#### [The task]
Copy each of the records below exactly, line for line.

#### [Entries]
....

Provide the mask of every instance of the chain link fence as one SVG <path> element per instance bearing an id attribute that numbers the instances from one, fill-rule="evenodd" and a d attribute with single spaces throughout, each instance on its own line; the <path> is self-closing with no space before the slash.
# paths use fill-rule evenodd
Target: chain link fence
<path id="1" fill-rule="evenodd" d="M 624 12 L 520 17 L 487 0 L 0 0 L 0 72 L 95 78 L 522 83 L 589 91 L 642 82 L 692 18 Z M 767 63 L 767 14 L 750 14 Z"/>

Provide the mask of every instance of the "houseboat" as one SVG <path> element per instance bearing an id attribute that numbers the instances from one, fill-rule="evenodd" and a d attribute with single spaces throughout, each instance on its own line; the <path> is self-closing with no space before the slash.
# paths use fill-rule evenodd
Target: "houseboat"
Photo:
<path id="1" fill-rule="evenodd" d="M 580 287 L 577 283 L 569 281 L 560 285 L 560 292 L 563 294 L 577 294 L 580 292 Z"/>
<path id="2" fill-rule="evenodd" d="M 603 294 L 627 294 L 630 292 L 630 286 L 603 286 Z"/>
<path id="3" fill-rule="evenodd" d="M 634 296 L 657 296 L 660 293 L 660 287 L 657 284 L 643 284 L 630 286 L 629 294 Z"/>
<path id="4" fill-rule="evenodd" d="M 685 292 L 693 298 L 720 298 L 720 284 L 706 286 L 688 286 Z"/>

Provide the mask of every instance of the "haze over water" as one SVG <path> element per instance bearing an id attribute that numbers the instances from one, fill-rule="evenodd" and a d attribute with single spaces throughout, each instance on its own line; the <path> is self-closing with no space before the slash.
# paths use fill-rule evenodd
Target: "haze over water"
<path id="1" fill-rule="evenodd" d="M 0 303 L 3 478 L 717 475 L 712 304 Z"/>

....

#### [Response to this exercise]
Provide the mask of every instance of the chain link fence as one SVG <path> element per instance bearing an id attribute that numbers the instances from one, fill-rule="evenodd" and a d attribute with single spaces throughout, each instance on its own line; the <path> is self-closing with no space before the slash.
# paths use fill-rule evenodd
Target: chain link fence
<path id="1" fill-rule="evenodd" d="M 624 12 L 520 17 L 487 0 L 0 0 L 0 72 L 95 78 L 522 83 L 589 91 L 642 82 L 692 18 Z M 767 63 L 767 14 L 750 14 Z"/>

Provide the mask of every instance of the "houseboat" as one SVG <path> element per instance bearing an id attribute that numbers the instances from one, fill-rule="evenodd" and a d attribute with single spaces throughout, each instance on its own line; the <path> is self-closing with no space before the slash.
# paths use fill-rule evenodd
Target: "houseboat"
Photo:
<path id="1" fill-rule="evenodd" d="M 580 287 L 577 283 L 569 281 L 560 285 L 560 292 L 563 294 L 577 294 L 580 292 Z"/>
<path id="2" fill-rule="evenodd" d="M 603 294 L 627 294 L 630 292 L 630 286 L 603 286 Z"/>
<path id="3" fill-rule="evenodd" d="M 634 296 L 657 296 L 660 293 L 660 287 L 657 284 L 643 284 L 630 286 L 629 294 Z"/>
<path id="4" fill-rule="evenodd" d="M 685 292 L 693 298 L 720 298 L 720 284 L 706 286 L 688 286 Z"/>

Provide the mask of every instance of the "haze over water" as one SVG <path> element per instance bearing an id attribute that numbers the instances from one, fill-rule="evenodd" and a d attribute with single spaces throughout, each instance on its own line; the <path> is self-closing with no space before the slash.
# paths use fill-rule evenodd
Target: "haze over water"
<path id="1" fill-rule="evenodd" d="M 0 303 L 3 478 L 717 475 L 712 304 Z"/>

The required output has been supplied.